* **Supplied text**
※ ※ ※

Posts Tagged ‘success’

A Double Success Story

October 14, 2012 2 comments

I really enjoy reading accounts of how companies overcome a minefield of obstacles to achieve both financial and social success. It’s much easier to achieve financial success at the top in exchange for social freedom at the bottom than it is to achieve success in both areas at the same time (hint: HR groups are the greatest impediment to dual success). For confirmation of this assertion, simply look at the coupling between profit margins and social misery at any third world sweatshop.

One such double financial + social success story is told in the Fast Company article:” How Target’s CEO Inspires Teamwork At A Massive Scale”. However, BD00, the saucy and skeptical bloke that he is, always consumes such anecdotes with a grain of salt when the narrator is a single soul from the C-level suite. In the Target story, the telltaler is the CEO himself, Mr. Gregg Steinhafel.

The good news is that Gregg wasn’t appointed from without. He rose through the ranks:

“A veteran of Target’s rank and file, Steinhafel joined the company back in 1979, worked his way up over the next two decades to become president, and eventually took the corner office in 2008.

The bad news is that when you traverse the article and pluck out his quotes, they are the same old, same old:

“We are the coaching staff that help design the playbook, but implement it at the same time.”

※ ※ ※

* **Tasks to complete**
#1 According to the post, why does BD00 treat the Target success story with a grain of salt?
#2 List every stage of Steinhafel's career at Target that the post mentions.
The material after this point has no connection to the post.

※ ※ ※

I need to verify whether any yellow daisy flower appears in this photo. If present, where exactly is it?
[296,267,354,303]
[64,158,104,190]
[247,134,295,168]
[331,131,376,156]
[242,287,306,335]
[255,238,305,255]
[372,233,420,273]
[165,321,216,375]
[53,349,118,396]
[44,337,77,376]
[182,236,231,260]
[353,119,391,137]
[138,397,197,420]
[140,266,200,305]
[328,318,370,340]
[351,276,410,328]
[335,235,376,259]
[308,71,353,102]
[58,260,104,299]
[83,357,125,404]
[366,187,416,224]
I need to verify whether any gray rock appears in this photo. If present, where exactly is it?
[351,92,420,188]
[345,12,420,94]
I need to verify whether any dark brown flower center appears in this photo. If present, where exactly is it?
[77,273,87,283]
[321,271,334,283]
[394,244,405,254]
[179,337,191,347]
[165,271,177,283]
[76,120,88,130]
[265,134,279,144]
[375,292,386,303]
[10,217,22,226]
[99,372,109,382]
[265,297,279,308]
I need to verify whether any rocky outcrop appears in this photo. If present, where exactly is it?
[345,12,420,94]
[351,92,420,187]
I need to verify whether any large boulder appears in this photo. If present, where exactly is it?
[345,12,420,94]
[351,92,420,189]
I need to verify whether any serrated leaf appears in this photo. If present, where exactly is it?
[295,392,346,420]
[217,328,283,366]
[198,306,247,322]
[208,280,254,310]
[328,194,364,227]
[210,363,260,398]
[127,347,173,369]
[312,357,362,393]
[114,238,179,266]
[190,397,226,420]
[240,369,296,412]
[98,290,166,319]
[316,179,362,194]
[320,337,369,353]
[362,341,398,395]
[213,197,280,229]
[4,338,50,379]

※ ※ ※

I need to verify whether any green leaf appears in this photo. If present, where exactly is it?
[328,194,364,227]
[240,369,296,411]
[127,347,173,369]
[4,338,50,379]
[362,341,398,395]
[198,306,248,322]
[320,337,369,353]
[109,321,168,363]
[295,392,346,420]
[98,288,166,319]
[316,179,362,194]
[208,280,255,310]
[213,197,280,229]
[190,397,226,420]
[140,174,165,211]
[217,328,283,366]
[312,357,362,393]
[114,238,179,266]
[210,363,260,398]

※ ※ ※

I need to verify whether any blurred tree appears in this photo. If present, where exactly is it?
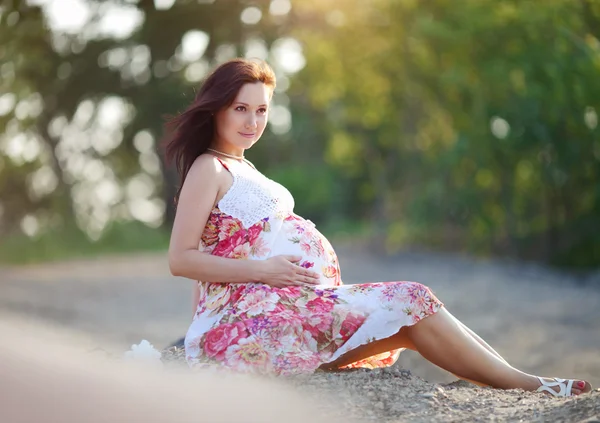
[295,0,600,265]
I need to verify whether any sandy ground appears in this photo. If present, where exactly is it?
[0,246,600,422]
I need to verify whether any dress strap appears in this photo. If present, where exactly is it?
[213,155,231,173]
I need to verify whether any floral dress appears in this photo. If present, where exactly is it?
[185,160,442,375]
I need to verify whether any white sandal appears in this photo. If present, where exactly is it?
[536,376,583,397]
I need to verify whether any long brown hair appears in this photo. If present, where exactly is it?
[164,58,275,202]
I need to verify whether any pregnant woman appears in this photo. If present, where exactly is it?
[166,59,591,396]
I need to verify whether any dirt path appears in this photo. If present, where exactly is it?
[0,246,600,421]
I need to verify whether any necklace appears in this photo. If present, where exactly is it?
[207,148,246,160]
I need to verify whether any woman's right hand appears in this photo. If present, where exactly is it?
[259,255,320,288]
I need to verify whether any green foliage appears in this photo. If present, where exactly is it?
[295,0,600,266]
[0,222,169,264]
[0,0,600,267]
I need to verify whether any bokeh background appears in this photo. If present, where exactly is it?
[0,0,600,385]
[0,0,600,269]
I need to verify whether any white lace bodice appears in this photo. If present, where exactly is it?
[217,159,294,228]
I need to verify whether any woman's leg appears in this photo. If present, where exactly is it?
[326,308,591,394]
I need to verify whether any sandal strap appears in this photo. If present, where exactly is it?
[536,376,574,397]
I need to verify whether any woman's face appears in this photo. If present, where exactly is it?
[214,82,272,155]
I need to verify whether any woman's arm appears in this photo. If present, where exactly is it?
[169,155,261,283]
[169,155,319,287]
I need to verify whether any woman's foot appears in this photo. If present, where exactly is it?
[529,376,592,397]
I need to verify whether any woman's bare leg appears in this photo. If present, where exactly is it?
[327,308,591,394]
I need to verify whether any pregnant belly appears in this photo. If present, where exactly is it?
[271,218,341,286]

※ ※ ※

* **Problem solutions**
#1 BD00 is skeptical of such stories whenever one person from the C-level suite tells them. In the Target story, that person is the CEO himself, Gregg Steinhafel.

#2
- Joined the company in 1979
- Worked his way up over the next two decades
- Became president
- Took the corner office in 2008